Start of Provided entries

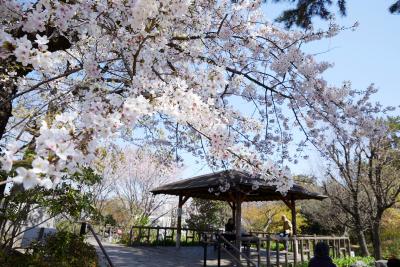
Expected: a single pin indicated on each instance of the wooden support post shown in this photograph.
(293, 208)
(179, 222)
(294, 225)
(182, 201)
(238, 216)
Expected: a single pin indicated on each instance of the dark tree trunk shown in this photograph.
(5, 108)
(363, 243)
(376, 238)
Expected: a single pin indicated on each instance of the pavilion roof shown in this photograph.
(209, 186)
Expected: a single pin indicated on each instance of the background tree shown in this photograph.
(363, 173)
(305, 10)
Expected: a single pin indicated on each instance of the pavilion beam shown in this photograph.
(182, 200)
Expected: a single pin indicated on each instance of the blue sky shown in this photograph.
(371, 54)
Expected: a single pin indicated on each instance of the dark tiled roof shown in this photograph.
(208, 187)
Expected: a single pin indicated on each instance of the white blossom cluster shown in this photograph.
(171, 66)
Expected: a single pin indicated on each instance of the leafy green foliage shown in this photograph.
(62, 249)
(305, 10)
(109, 219)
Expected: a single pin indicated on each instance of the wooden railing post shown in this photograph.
(268, 251)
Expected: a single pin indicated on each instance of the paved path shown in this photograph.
(122, 256)
(142, 256)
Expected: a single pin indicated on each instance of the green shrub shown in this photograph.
(62, 249)
(346, 262)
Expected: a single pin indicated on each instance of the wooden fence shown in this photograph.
(148, 235)
(272, 249)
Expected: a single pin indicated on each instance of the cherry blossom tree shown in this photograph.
(135, 172)
(170, 71)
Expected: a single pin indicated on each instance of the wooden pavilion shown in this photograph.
(235, 187)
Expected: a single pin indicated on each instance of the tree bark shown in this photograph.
(376, 239)
(362, 242)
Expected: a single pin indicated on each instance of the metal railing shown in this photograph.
(229, 248)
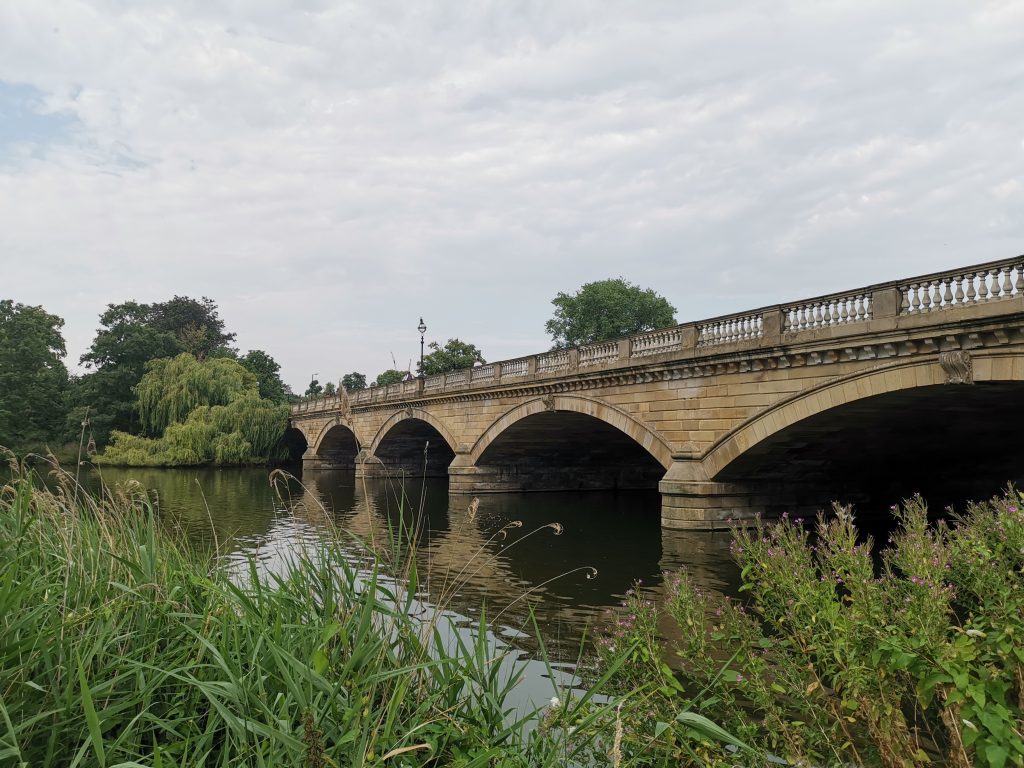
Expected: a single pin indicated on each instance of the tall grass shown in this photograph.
(122, 646)
(842, 655)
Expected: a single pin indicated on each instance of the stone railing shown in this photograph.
(974, 286)
(873, 309)
(730, 330)
(598, 354)
(827, 311)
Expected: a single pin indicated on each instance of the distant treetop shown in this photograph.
(606, 309)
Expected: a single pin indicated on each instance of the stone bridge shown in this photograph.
(875, 392)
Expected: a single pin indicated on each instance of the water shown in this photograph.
(609, 542)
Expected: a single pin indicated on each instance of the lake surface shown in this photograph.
(609, 542)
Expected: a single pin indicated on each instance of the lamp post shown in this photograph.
(422, 328)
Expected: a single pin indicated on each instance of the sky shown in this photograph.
(329, 172)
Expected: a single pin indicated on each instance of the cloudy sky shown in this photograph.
(330, 171)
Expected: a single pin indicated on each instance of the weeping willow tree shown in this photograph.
(205, 412)
(173, 387)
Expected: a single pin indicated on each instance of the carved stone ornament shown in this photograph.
(957, 367)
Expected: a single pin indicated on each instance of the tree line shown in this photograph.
(597, 311)
(164, 384)
(151, 371)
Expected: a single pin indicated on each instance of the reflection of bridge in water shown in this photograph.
(466, 559)
(866, 395)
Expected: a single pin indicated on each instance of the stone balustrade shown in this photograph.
(990, 282)
(827, 311)
(872, 309)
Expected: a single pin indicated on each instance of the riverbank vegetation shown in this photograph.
(845, 654)
(201, 412)
(122, 646)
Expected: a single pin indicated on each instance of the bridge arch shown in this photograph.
(648, 439)
(882, 434)
(412, 440)
(413, 413)
(336, 445)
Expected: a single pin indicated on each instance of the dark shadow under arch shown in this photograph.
(414, 446)
(567, 451)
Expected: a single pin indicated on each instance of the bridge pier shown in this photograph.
(692, 502)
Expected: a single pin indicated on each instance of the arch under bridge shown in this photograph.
(895, 385)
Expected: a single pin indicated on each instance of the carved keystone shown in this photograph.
(957, 367)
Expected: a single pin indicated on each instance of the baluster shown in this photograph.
(958, 296)
(972, 293)
(985, 289)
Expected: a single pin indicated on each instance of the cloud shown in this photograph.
(330, 171)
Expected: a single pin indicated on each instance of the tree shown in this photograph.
(201, 412)
(196, 324)
(391, 376)
(33, 377)
(606, 309)
(267, 374)
(124, 343)
(353, 381)
(455, 355)
(173, 387)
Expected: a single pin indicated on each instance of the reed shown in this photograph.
(121, 645)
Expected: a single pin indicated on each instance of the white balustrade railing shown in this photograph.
(515, 369)
(483, 373)
(596, 354)
(962, 289)
(826, 312)
(557, 360)
(656, 342)
(730, 330)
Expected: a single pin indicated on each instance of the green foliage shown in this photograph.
(130, 335)
(121, 646)
(606, 309)
(195, 323)
(391, 376)
(455, 355)
(314, 389)
(267, 374)
(33, 378)
(353, 381)
(173, 387)
(843, 665)
(205, 412)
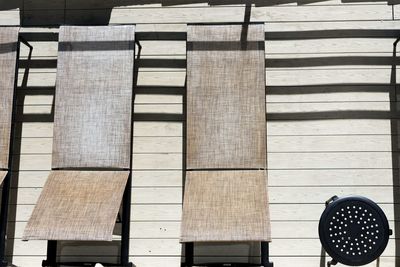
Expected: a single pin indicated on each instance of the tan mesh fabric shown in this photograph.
(225, 206)
(93, 104)
(77, 205)
(226, 123)
(8, 59)
(3, 175)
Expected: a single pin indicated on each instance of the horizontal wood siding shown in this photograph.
(332, 124)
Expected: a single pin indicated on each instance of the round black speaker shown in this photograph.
(353, 230)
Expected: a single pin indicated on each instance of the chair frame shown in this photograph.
(5, 197)
(189, 246)
(51, 254)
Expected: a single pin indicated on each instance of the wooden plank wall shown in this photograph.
(332, 120)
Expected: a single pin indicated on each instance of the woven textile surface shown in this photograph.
(226, 121)
(93, 104)
(225, 206)
(8, 62)
(3, 175)
(77, 205)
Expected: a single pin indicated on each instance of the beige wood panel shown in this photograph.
(172, 212)
(295, 160)
(171, 230)
(230, 14)
(315, 177)
(324, 143)
(225, 97)
(277, 194)
(288, 127)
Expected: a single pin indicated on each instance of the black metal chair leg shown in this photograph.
(265, 255)
(25, 42)
(189, 255)
(126, 216)
(3, 220)
(51, 260)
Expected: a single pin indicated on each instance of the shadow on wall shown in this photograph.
(98, 12)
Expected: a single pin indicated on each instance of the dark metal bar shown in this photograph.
(51, 260)
(3, 222)
(126, 215)
(265, 255)
(25, 42)
(189, 254)
(7, 181)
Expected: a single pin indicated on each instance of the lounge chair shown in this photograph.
(225, 197)
(9, 54)
(92, 144)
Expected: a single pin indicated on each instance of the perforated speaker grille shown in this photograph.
(354, 230)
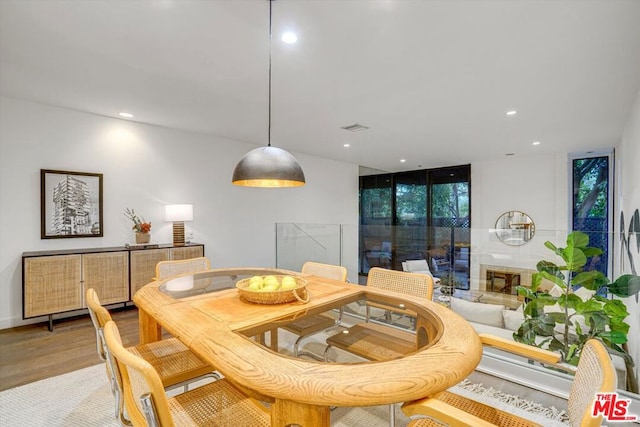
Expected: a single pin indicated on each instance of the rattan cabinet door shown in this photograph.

End of Provided entries

Exercise directions>
Pictures stay out; everything else in the listing above gets restated word for word.

Answer to this task>
Expected: a single pin indicated on each instance of the wooden support post shown in this photograph.
(293, 208)
(179, 222)
(294, 225)
(182, 201)
(238, 216)
Expected: a single pin indicated on each instance of the dark tree trunk shown in this photograph.
(5, 108)
(363, 243)
(376, 238)
Expected: a single pin indicated on each instance of the pavilion roof shown in this photograph.
(209, 186)
Expected: a single pin indicated on each instance of the background tree shown in this photograph.
(363, 173)
(305, 10)
Expected: a single pin indicated on each instance of the pavilion beam shown in this photograph.
(182, 200)
Expected: a single pin indicated on each instance of the blue sky shown in this photograph.
(371, 54)
Expected: a single pin indicated on each instance of the dark tiled roof shown in this photograph.
(208, 187)
Expected: a single pin indicated on each instance of the white blossom cluster shown in this photograph.
(171, 66)
Expected: a single pin indicated on each instance of the leafy green foliage shown in this photograph.
(62, 249)
(305, 10)
(109, 219)
Expected: a single pin indicated on each instance of the wooden railing post shown in this photograph.
(268, 251)
Expected: a single pin indicated on each instance of the paved path shown in this photograph.
(122, 256)
(142, 256)
Expected: a single pin indicated on each instance of the green shrub shown in this photograph.
(62, 249)
(346, 262)
Expected: a single pin indicated on each instance of the wooden fence shown in this photograph.
(148, 235)
(272, 249)
Expected: a single pin indicated on each instance of the cherry blossom tree shown in this photograph.
(135, 172)
(170, 71)
Expected: a single pin indicated on each instance of the wooden pavilion shown in this photograph.
(235, 187)
Expected: a single pin indicated on each instance of the tree bark shown in this photograph.
(376, 239)
(362, 242)
Expected: a single pin indicated on each instance of the metal railing shown in this photograph.
(229, 248)
Expected: a single pin indicated on each instance of the tall grass shown in this photograph.
(122, 646)
(842, 655)
Expected: a single pin indicated on each instance of the stone railing shown in this photograph.
(974, 286)
(873, 309)
(730, 330)
(598, 354)
(827, 311)
Expected: a single pin indicated on each instance of the distant treetop shown in this photograph.
(606, 309)
Expected: a single pin indicated on each instance of the stone bridge shown in this photograph.
(875, 392)
Expected: a single pin indicated on each instance of the water shown in this photograph.
(609, 542)
Expected: a single pin indicated on each instance of the lake surface shown in this photograph.
(609, 542)
Expected: a single pin indicated on each instance of the lamp post shown in this photograph.
(422, 328)
Expected: a single pin indicated on each instance of the sky shown in this photograph.
(329, 172)
Expected: a single pin indicated on each instance of the cloudy sky shown in this photograph.
(330, 171)
Expected: a single pin indicated on each instance of the weeping willow tree shown in this photograph.
(205, 412)
(173, 387)
Expected: a single pin indicated on each instance of the carved stone ornament shown in this photograph.
(957, 367)
Expected: a single pin indicated on each instance of the tree line shown in this photograph.
(597, 311)
(164, 384)
(151, 371)
Expected: a single pin indicated on each instance of the reflection of bridge in water shown in this photograph.
(466, 559)
(866, 395)
Expected: a single pin indicated on each instance of the stone balustrade shown in this photograph.
(990, 282)
(827, 311)
(872, 309)
Expected: a single pin indicated on each instance of the riverbank vegetation shown in this photograph.
(845, 654)
(201, 412)
(122, 646)
Expected: a single pin indicated on each instance of the bridge arch shown in this photograph.
(648, 439)
(882, 434)
(412, 440)
(413, 413)
(336, 445)
Expected: a single pin indicated on each instance of the dark shadow under arch shown in this photograph.
(414, 446)
(567, 451)
Expected: a single pin indicated on each instance of the bridge pier shown in this photograph.
(692, 502)
Expected: a single pin indicated on each instance of the arch under bridge shown in this photograph.
(895, 385)
Expected: a single pin indicated on each instance of the carved keystone shown in this photograph.
(957, 367)
Expected: a single pin indicated on each instance of the baluster shown in this photograph.
(958, 296)
(972, 293)
(985, 289)
Expected: a single pin indicated on each instance of the cloud shown in this photograph.
(330, 171)
Expected: a single pin indicated on each instance of the tree shown in this photograph.
(201, 412)
(196, 324)
(391, 376)
(33, 377)
(606, 309)
(267, 374)
(124, 343)
(353, 381)
(455, 355)
(173, 387)
Expected: a single pin indicated on each instance of the reed shown in this photograph.
(121, 645)
Expected: a single pin indicated on each instance of the white balustrade railing shown in this photograph.
(515, 369)
(483, 373)
(596, 354)
(962, 289)
(826, 312)
(557, 360)
(656, 342)
(730, 330)
Expected: a single pin indicated on each instance of the green foliage shown in this photograph.
(130, 335)
(121, 646)
(606, 309)
(195, 323)
(391, 376)
(455, 355)
(314, 389)
(267, 374)
(33, 378)
(353, 381)
(173, 387)
(843, 665)
(205, 412)
Expected: a single pin indicated on each instance of the tan mesh fabric shown in this photograph.
(225, 206)
(93, 104)
(77, 205)
(226, 123)
(8, 59)
(3, 175)
Expected: a single pin indicated on each instance of the horizontal wood siding shown in this photograph.
(332, 124)
Expected: a single pin indicated on each instance of the round black speaker shown in this photograph.
(353, 230)
Expected: a single pin indicated on each instance of the chair frame shown in this photograph.
(5, 197)
(189, 246)
(51, 254)
Expected: a single pin indicated on each instance of the wooden plank wall shown in this photograph.
(332, 120)
Expected: a single pin indicated on each instance of the woven textile surface shown in this photograph.
(226, 121)
(93, 104)
(225, 206)
(8, 62)
(3, 175)
(77, 205)
Expected: a single pin indicated on each instance of the beige wood panel shown in this photograph.
(172, 212)
(295, 160)
(171, 230)
(230, 14)
(315, 177)
(324, 143)
(225, 97)
(277, 194)
(288, 127)
Expected: a single pin indicated on each instance of the black metal chair leg shown in this photograph.
(265, 255)
(25, 42)
(189, 255)
(126, 216)
(3, 220)
(51, 260)
Expected: a single pin indicated on each instance of the shadow on wall shown in this photograph.
(98, 12)
Expected: a single pin indicated on each instance of the dark metal bar shown in this photograph.
(51, 260)
(3, 222)
(126, 215)
(265, 255)
(25, 42)
(189, 254)
(7, 181)
Expected: a single pin indicated on each instance of the lounge chair shown in this photograph.
(225, 197)
(9, 54)
(92, 144)
Expected: a single pin indicated on each instance of the perforated speaker grille shown in this photograph.
(354, 230)
Expected: a single pin indicated on each instance of the rattan cabinet door shown in this photograph.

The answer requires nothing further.